[Collected data entries]
★ ★ ★ ★ ★ ★ ★

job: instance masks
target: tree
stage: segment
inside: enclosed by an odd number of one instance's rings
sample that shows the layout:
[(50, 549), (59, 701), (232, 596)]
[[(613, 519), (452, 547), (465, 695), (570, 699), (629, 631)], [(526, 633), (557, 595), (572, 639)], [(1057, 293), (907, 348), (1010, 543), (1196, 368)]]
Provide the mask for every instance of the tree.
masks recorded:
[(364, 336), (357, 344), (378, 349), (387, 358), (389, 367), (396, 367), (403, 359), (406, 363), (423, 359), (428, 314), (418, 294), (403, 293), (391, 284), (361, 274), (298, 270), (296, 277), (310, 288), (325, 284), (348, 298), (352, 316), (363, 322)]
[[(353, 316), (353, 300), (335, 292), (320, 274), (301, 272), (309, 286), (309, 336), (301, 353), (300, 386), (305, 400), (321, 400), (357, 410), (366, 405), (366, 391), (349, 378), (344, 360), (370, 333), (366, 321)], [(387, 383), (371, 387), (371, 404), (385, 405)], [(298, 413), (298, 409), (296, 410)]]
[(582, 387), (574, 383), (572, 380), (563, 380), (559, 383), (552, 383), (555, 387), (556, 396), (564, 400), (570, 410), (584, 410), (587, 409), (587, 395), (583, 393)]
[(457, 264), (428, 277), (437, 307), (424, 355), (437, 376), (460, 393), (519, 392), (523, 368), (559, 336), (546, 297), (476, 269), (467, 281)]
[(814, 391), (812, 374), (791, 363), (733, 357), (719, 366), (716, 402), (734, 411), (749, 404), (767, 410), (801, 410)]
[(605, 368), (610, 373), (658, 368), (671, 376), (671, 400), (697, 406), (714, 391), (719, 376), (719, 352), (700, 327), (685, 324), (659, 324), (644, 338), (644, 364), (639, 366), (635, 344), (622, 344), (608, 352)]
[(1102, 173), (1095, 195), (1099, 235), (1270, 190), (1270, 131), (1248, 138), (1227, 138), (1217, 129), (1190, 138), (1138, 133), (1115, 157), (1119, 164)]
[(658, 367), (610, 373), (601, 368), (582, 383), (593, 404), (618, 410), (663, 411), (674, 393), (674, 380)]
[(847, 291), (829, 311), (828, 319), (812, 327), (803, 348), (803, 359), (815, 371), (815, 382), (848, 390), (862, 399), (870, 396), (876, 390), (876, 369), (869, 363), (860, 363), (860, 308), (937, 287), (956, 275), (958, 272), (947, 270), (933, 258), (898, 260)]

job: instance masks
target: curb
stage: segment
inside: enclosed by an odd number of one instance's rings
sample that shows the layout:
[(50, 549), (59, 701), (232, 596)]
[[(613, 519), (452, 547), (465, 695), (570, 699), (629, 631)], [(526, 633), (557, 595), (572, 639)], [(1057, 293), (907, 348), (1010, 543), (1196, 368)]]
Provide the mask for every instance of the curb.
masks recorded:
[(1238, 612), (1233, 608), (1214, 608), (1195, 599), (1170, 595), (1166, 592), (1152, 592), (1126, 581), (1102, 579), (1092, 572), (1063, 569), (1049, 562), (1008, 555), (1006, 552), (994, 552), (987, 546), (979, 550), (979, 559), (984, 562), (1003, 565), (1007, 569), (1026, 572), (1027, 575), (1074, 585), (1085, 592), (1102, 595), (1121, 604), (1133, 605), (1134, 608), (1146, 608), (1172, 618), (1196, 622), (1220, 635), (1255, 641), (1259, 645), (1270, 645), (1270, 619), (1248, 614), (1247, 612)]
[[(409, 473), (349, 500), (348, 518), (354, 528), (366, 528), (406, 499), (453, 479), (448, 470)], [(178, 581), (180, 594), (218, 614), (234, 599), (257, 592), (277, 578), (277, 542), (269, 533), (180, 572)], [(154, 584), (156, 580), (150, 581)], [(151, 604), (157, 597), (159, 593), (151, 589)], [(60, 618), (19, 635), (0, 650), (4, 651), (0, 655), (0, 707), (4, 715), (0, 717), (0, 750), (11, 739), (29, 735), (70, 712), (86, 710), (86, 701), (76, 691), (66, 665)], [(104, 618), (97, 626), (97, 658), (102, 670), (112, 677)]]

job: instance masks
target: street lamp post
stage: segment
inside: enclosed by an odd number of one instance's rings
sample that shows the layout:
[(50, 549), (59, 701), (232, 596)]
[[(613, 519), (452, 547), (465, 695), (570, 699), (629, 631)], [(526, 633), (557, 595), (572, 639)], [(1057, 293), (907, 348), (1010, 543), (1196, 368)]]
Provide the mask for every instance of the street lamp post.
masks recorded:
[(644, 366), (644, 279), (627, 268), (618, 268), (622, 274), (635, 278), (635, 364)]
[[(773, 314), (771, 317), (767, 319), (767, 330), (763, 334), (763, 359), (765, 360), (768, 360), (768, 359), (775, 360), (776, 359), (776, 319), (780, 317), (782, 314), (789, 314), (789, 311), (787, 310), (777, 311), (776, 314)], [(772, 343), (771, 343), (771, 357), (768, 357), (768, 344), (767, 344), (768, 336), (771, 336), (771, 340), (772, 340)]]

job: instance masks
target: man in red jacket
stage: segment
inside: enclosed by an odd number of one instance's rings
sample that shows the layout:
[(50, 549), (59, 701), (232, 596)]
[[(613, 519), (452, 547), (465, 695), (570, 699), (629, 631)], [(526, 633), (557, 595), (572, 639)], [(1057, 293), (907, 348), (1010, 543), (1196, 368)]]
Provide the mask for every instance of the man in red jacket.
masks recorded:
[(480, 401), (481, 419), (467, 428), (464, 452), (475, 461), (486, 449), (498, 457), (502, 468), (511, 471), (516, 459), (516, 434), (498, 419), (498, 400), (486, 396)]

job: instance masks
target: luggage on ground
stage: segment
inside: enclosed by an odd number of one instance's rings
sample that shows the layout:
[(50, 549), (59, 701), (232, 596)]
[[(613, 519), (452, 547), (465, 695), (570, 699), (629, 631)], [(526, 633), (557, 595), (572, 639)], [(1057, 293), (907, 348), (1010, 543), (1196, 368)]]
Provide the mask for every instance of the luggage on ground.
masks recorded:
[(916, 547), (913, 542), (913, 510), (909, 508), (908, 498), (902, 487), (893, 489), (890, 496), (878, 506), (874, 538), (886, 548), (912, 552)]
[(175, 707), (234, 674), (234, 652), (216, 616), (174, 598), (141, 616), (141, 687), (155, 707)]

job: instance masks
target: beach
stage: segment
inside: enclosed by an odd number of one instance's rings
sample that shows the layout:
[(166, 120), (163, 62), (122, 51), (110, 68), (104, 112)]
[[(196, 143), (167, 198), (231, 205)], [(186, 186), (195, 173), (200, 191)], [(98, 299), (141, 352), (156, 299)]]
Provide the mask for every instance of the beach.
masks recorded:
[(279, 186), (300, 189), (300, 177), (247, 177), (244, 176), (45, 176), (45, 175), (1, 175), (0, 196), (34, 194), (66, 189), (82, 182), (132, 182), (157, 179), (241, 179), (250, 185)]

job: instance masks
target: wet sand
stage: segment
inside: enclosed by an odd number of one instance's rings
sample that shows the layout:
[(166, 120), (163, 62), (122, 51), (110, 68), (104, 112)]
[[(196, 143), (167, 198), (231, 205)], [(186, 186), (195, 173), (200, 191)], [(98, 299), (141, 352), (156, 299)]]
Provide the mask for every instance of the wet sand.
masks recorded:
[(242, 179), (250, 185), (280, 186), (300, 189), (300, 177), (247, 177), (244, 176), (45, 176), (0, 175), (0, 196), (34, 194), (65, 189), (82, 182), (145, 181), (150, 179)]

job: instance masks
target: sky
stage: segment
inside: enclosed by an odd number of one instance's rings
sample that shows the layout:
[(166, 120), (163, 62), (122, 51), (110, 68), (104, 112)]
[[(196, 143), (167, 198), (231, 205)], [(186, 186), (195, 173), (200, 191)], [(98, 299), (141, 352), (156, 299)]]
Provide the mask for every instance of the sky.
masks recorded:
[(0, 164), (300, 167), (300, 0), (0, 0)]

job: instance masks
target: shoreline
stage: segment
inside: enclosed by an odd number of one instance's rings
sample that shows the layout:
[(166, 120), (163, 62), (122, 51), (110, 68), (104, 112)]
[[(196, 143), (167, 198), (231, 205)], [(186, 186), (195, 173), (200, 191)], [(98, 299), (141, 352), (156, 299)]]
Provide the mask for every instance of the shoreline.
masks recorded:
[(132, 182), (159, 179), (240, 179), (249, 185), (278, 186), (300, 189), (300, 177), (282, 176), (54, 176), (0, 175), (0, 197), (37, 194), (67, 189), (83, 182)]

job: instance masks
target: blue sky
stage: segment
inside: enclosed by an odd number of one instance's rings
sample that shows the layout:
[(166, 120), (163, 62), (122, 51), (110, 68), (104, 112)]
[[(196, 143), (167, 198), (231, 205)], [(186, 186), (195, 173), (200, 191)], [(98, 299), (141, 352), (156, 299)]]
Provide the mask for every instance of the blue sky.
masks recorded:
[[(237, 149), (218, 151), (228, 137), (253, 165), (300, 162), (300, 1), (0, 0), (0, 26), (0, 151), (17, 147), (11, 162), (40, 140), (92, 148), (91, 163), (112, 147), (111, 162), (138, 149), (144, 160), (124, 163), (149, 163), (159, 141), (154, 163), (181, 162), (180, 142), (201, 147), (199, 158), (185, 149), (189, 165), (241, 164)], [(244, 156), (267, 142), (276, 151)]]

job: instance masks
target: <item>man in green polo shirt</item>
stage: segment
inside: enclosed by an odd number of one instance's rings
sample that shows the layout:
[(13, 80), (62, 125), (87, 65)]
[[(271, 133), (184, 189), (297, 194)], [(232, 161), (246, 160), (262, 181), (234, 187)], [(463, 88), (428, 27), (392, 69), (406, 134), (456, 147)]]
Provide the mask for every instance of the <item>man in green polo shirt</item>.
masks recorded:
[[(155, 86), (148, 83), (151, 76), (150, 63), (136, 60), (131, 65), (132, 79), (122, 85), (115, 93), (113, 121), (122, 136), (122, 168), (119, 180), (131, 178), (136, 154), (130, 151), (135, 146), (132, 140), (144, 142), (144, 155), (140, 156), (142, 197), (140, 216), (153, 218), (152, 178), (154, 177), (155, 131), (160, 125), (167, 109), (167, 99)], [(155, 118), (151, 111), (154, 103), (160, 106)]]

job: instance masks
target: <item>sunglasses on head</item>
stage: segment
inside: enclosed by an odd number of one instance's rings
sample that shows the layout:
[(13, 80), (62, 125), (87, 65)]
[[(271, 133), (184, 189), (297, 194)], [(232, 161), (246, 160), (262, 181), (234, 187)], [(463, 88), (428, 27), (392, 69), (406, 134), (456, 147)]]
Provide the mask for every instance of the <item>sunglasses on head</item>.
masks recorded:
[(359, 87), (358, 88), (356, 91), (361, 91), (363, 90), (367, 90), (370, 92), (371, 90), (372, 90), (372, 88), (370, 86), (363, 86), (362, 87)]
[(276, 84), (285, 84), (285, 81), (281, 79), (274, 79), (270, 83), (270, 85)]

★ ★ ★ ★ ★ ★ ★

▶ [Exercise]:
Can you collect every line of the data above that contains the string "luggage"?

▶ [Exercise output]:
target: luggage on ground
Provide the mask for every instance of the luggage on ground.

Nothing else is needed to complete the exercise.